*Required action A*. From the excerpt on the core gut microbiota, list every cited source by its authors and year.
*Required action B*.
Answer these questions from the excerpt on the core gut microbiota:
(i) In what share of individuals were Prevotella and Dorea detectable?
(ii) Above what percent identity were taxon pairs constantly found in the same co-occurrence module?
(iii) Which form of arabinose does Blautia schinkii ferment?
*Required action C*. Write the next part of the excerpt on the core gut microbiota, starting after its final sentence.

*Excerpt provided*.
--

SCFA production may represent a pivotal feature of the core consisting of the nine genera. Other predominant SCFA-producing genera such as Prevotella (Shah and Collins, 1990) and Dorea (Taras et al., 2002) was also detectable in >97% of all individuals at current sequencing depth and hence may also be candidates for the phylogenetic core. The acetate-producing Bifidobacterium, however, showed a lower prevalence, indicating the probability that this genus may not serve as a fundamental member of the most commonly shared core in healthy young individuals, although it is considered as an major beneficial symbiont in human gastrointestinal tract (Fukuda et al., 2011).

In addition to the presumed capacity for SCFA production, our work also implied that the core genera were more likely to co-occur, even between the phylogenetically similar taxa (for example, Faecalibacterium and Subdoligranulum), rather than to competitively exclude each other. Such co-occurrence relationships were even more significant among the prevalent OTUs belonging to Blautia or Dorea. In contrast to the expectation that closely related lineages could compete against each other due to their overlapping habitats and ecological roles, it was found that such lineages tend to co-occur within the same niche (Faust et al., 2012). Taxon pairs with >98.5% identity were also found in the same co-occurrence module constantly (Lozupone et al., 2012). As the core genera characterized here might be involved in the metabolic network of various SCFAs, converge on some specific biological attributes and share similar environmental preferences, these findings substantiated the high levels of functional redundancy in the core gut microbiota across healthy young human individuals. Within the core, each member might also avoid competition with others and function as specific ESPs for the host by utilizing particular resource as substrates (for example, a specific kind of carbohydrates such as cellulose, resistant starch and oligosaccharides) to produce specific metabolic profiles (for example, a few kinds of SCFAs), which may in turn induce these taxa to be selected in the host simultaneously. For example, Blautia schinkii ferments D-arabinose but not L-arabinose, which can be utilized by Blautia stercoris (Park et al., 2012).

--

*Dataset records*.

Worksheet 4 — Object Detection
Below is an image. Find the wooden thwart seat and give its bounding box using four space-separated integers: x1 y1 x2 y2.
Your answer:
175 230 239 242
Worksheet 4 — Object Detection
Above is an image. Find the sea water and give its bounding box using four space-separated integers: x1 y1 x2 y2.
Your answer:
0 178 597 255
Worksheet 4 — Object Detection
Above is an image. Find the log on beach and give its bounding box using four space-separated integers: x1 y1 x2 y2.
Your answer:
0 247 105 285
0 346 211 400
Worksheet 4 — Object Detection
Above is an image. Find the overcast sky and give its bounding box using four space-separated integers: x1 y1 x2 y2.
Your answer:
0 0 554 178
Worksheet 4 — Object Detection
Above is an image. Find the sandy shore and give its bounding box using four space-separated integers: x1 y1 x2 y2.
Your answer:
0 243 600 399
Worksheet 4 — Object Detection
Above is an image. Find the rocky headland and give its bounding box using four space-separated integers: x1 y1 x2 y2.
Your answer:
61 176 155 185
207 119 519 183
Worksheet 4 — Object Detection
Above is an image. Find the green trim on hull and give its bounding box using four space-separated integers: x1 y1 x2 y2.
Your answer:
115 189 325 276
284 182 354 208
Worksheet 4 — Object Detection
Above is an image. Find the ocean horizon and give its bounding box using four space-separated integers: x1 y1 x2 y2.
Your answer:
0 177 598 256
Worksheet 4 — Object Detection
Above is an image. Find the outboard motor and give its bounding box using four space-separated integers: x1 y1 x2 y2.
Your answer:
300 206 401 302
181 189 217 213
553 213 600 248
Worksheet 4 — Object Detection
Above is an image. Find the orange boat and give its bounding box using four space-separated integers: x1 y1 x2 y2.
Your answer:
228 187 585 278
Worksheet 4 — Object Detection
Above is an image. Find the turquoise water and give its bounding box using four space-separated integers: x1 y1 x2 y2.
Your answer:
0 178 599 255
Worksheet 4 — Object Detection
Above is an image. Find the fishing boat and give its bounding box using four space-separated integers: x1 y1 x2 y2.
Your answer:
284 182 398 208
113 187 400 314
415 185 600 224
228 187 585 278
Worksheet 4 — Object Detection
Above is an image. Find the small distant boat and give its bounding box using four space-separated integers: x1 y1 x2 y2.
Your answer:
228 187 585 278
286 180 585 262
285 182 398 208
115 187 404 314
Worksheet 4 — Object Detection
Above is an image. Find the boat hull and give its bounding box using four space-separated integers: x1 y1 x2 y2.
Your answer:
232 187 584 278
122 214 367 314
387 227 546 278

--

*Result A*.
Shah and Collins, 1990
Taras et al., 2002
Fukuda et al., 2011
Faust et al., 2012
Lozupone et al., 2012
Park et al., 2012

*Result B*.
(i) More than 97% of all individuals.
(ii) Above 98.5% identity.
(iii) D-arabinose.

*Result C*.
Another intriguing feature of the phylogenetic core described here was its significant species-level variability across the cohorts. The same set of core genera may be universally retained in unrelated healthy individuals to provide some conserved ecosystem services to maintain human health, but the exact composition of the core gut microbiota at the species and finer (strain) levels may, most likely, coevolve with their hosts due to selection pressures, such as lifestyle and ethnicity/geography. The mutualistic interactions between the hosts and the symbiotic gut microbiota could be inherited and selected to confer essential benefits to the hosts, through vertical transmission of whole gut microbial communities from parents to offspring (Ley et al., 2006), which would lead to the evolution of a cohort-specific, and probably health-associated, core gut microbiota structure.

Taken together, despite the large structural segregation of gut microbiota due to the diverse ethnicities/geography and lifestyles of the healthy cohorts studied here, we defined a phylo-functional core of gut microbiota, that is, the assemblage of a few bacterial genera with potentially conserved but indispensable functions for human health, such as the SCFA production. The establishment of such a phylo-functional core across healthy populations may serve as a benchmark for linking the gut microbiota structure with the crucial health-associated ecosystem services that it provides to their hosts. Targeted nourishment of these beneficial, core symbionts may thus provide a promising strategy in the improvement of human health. Further studies are required to unveil the functional roles conserved in these core phylotypes, to exploit their interactions with each other, with various pathogens as well as with their hosts, and to focus on the ecological and evolutionary principles of the core for maintaining the homeostasis of gut ecosystem and thus on human health.

Sequence data accession number

All sequence data have been deposited in the MG-RAST database 3.3 (accession no. 1538).